EXERCISES>
1. According to the VEOS 2.0.1 post, why was glibc not available for VE programs from the start, and how was this resolved? Answer in one to three sentences.
2. In the VEOS 2.0.1 post, which VEOS release will bring glibc support to Centos/RHEL 7.3 and 7.4, and when is it due?
3. Rewrite the VEOS 2.0.1 post from "musl-libc based setups" up to and including "to Centos/RHEL 7.5!", substituting "April" for "February".

DOCUMENT PASSAGE>
•••••
Updated: April 21, 2019

Erich Focht

With VEOS 2.0.1 published mid January 2019 we finally get glibc support for VE programs. The glibc based environment should bring some benefits, it is more compatible to Linux and has better and more configurable memory management. We wanted to have glibc right from the start but it turned out that the code was so full of GNU-isms, that ncc could simply not compile it (and it is in good company with other great compilers). A purely scalar gcc port does the job now.

musl-libc based setups will be supported only until March 2019. You will need to recompile your codes after switching to the glibc environment.

VEOS 2.0.1 is only supporting glibc on Centos/RHEL 7.5 installations. Older versions (7.3/7.4) will get glibc support in VEOS 2.0.2 which will be released in February. So if you want to switch now to glibc, you must update to Centos/RHEL 7.5!

The VEOS yum repositories announced in this post have been updated to include the VEOS 2.0.1 packages. You can now easily update from there. This post will repeat some of the steps in that post, for the sake of completeness.

PREPARATION

Make sure you have the public GPG key for VE software imported:

rpm --import https://sx-aurora.com/repos/vesw.public.key
rpm --import https://sx-aurora.com/repos/RPM-GPG-KEY-TSUBASA-soft

Replace your yum repository configurations for VEOS (mostly local repository possibly called /etc/yum.repos.d/TSUBASA-local.repo) by following two repository configuration files:

/etc/yum.repos.d/veos-common.repo:

[veos-common]
name=Aurora VEOS Common
baseurl=https://sx-aurora.com/repos/veos/common
gpgcheck=1
enabled=1

/etc/yum.repos.d/veos-rhel7.repo:

[veos-rhel7]
name=Aurora VEOS RHEL Specific
baseurl=https://sx-aurora.com/repos/veos/RHEL7.5
gpgcheck=1
enabled=1

In the later repo config comment/uncomment the baseurl that corresponds to your variant of RHEL7 or CentOS7.
•••••
(Location annotation dataset excerpts)
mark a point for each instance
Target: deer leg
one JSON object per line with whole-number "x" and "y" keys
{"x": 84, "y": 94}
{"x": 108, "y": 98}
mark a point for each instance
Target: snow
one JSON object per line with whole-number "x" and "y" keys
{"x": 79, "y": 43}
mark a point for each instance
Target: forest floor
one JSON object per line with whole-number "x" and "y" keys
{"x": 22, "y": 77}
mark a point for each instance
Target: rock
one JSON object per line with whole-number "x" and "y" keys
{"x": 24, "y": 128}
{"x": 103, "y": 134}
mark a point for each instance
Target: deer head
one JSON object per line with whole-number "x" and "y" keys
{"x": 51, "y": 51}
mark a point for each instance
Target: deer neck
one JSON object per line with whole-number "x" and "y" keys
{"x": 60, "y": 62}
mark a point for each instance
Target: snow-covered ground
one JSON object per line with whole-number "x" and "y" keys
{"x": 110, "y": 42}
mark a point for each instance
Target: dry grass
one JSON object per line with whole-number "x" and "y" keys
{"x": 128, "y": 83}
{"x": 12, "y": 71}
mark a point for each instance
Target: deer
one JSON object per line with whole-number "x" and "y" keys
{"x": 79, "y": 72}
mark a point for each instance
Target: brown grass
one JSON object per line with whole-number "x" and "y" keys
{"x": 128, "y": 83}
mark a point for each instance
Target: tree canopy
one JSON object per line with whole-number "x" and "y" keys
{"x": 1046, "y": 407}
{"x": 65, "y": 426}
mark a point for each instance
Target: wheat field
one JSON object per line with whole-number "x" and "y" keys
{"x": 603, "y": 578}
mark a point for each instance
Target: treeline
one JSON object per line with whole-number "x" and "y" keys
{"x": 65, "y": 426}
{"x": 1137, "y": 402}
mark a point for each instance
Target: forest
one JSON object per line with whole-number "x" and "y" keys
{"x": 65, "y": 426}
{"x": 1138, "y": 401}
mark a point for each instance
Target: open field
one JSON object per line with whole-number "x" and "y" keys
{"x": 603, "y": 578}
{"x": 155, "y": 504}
•••••
RESULTS FOR THE EXERCISE>
1. The glibc code was so full of GNU-isms that the ncc compiler could not compile it. A purely scalar gcc port now does the job.

2. VEOS 2.0.2, which will be released in February.

3.
musl-libc based setups will be supported only until March 2019. You will need to recompile your codes after switching to the glibc environment.

VEOS 2.0.1 is only supporting glibc on Centos/RHEL 7.5 installations. Older versions (7.3/7.4) will get glibc support in VEOS 2.0.2 which will be released in April. So if you want to switch now to glibc, you must update to Centos/RHEL 7.5!